**Seitenauszug**
Von Kathrin Krüger-Mlaouhia

Großenhain. Der Verein zur Förderung alternativer Jugendarbeit schlägt Alarm. „Eine Schließung lässt sich nur noch verhindern, wenn endlich ein paar Leute sich dafür einsetzen, das CWH auch noch für künftige Generationen zu erhalten“, so der Vorstand. Die SZ analysiert die Chancen.

Das Jugendhaus hat eine lange Tradition und einen eigenen Charakter

Nach Auseinandersetzungen mit rechtsgerichteten Jugendlichen, Randalen im Haus und einem Brandanschluss im Juli 1999 war das Conny-Wessmann-Haus zu einem linksalternativen Szenetreff ausgebaut worden. Die Jugendlichen packten selbst in ihrem Club mit an und bauten den Boden für Konzerte und Filmvorführungen aus. Auch ein Bandproberaum entstand. Die Außenfassade wurde von Künstler Sebastian Bieler verschönert. Konzerte, Ausstellungen, Gesprächsrunden zu politischen Themen wurden fortan zum Markenzeichen des Conny-Wessmann-Hauses. Dabei beginnt die Geschichte des Gebäudes schon 1934, als es als Hitlerjugendheim errichtet wurde. Nach Ende des Zweiten Weltkrieges diente es als Mütterhaus, Schule, Kindergarten und Vereinsgebäude. Ab 1980 bis 1989 befand sich die Landwirtschaftsschule der LPG darin.

Die Alternativen aus der „Bunten Fabrik“ von der Industriestraße zogen Ende 1995 in der Skassaer Straße ein. Sie benannten das Haus nach der Göttinger Studentin Conny Wessmann, die 1989 bei einer Auseinandersetzung von Autonomen mit der Polizei flüchtete und von einem Auto überfahren wurde. Das Connyhaus, wie der städtische Jugendtreff nun genannt wurde, verschrieb sich dem Antifaschismus, bekam 1999 sogar für ein Projekt 1500 Euro Preisgeld von der Heinrich-Böll-Stiftung. Legendär waren die jährlichen Courage-Konzerte. Da arbeitete der Jugendverein mit anderen Trägern zusammen.

Die Stadt will den alternativen Jugendclub erhalten

Für die Stadtverwaltung ist das CWH ein kreativer Ort, der sich trotz aller Schwierigkeiten bis heute als Teil der Freizeitbeschäftigung für junge Leute bezeichnen lässt. Das CWH bot in der vergangenen Jahren Jugendlichen außerhalb des Mainstreams Möglichkeiten zur Selbstverwirklichung und zur Verantwortungsübernahme, heißt es aus dem Rathaus. Bis vor zwei Jahren boten das Haus und der Verein Veranstaltungen und Workshops in verschiedenen Themenbereichen an und beteiligte sich immer wieder an kommunalen Veranstaltungen und teilweise auch an der Bewältigung von Problemen der Asylbetreuung.

**Ausgelesene Einträge**
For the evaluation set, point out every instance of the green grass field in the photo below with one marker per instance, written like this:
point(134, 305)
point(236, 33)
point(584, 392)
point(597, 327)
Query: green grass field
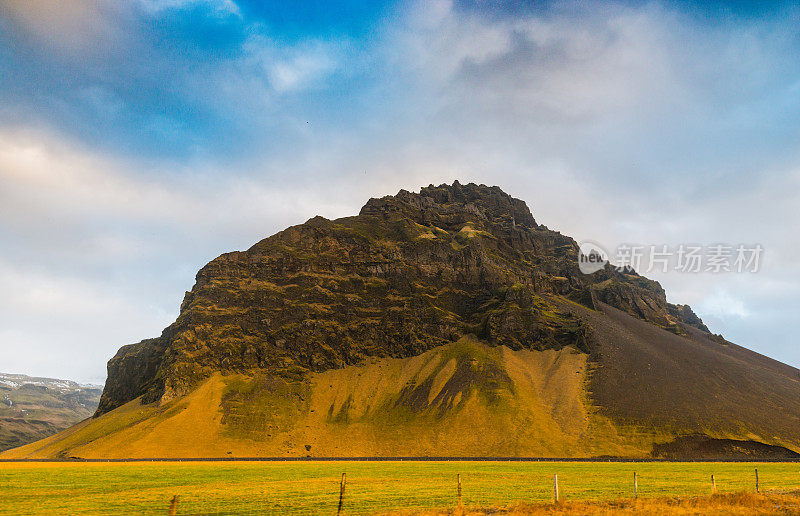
point(313, 487)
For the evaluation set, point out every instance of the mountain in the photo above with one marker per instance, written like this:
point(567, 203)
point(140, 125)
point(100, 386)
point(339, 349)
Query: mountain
point(33, 408)
point(445, 323)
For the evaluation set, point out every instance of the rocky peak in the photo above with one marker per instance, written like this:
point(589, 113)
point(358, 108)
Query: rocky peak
point(411, 272)
point(447, 206)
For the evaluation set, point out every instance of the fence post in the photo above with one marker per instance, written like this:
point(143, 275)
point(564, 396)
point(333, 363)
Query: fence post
point(555, 488)
point(341, 493)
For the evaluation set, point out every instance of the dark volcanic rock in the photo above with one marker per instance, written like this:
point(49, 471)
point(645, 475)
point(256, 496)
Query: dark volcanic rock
point(409, 273)
point(706, 448)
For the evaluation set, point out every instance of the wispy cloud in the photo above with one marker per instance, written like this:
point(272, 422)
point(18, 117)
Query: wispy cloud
point(140, 139)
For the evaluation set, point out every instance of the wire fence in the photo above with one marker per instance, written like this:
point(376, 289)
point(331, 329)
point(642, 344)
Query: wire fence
point(221, 488)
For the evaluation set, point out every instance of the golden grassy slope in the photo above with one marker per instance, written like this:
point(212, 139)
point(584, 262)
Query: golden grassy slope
point(461, 399)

**Zu erledigende Aufgaben**
a) Fasse den Artikel über das Conny-Wessmann-Haus in zwei Sätzen zusammen.
b) Bearbeite den Artikel über das Conny-Wessmann-Haus: Gib den Abschnitt, der mit den Worten „Das Jugendhaus hat“ beginnt und mit „der LPG darin.“ endet, noch einmal wieder und setze dabei „Fassade“ an die Stelle von „Außenfassade“.

**Lösungen**
a) Der Verein zur Förderung alternativer Jugendarbeit warnt, dass sich eine Schließung des Conny-Wessmann-Hauses in Großenhain nur noch verhindern lässt, wenn sich endlich Leute für seinen Erhalt einsetzen. Das 1934 als Hitlerjugendheim errichtete Gebäude wurde nach dem Einzug der Alternativen Ende 1995 zu einem antifaschistischen Jugendtreff, den die Stadtverwaltung als kreativen Ort für junge Leute sieht und erhalten will.

b)
Das Jugendhaus hat eine lange Tradition und einen eigenen Charakter

Nach Auseinandersetzungen mit rechtsgerichteten Jugendlichen, Randalen im Haus und einem Brandanschluss im Juli 1999 war das Conny-Wessmann-Haus zu einem linksalternativen Szenetreff ausgebaut worden. Die Jugendlichen packten selbst in ihrem Club mit an und bauten den Boden für Konzerte und Filmvorführungen aus. Auch ein Bandproberaum entstand. Die Fassade wurde von Künstler Sebastian Bieler verschönert. Konzerte, Ausstellungen, Gesprächsrunden zu politischen Themen wurden fortan zum Markenzeichen des Conny-Wessmann-Hauses. Dabei beginnt die Geschichte des Gebäudes schon 1934, als es als Hitlerjugendheim errichtet wurde. Nach Ende des Zweiten Weltkrieges diente es als Mütterhaus, Schule, Kindergarten und Vereinsgebäude. Ab 1980 bis 1989 befand sich die Landwirtschaftsschule der LPG darin.